• DO THIS: Reproduce every line of the material below, requests included, multiplying each coordinate in the answers by 0.7 and rounding the result to the nearest whole number, with halves rounded up.

• MATERIAL FOR THE TASK:
━━━━━━━━━━

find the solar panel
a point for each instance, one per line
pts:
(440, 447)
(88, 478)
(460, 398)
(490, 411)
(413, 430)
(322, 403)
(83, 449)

━━━━━━━━━━

• FULL RESPONSE:
find the solar panel
a point for each instance, one per line
pts:
(308, 313)
(62, 335)
(322, 279)
(343, 288)
(289, 301)
(225, 282)
(58, 314)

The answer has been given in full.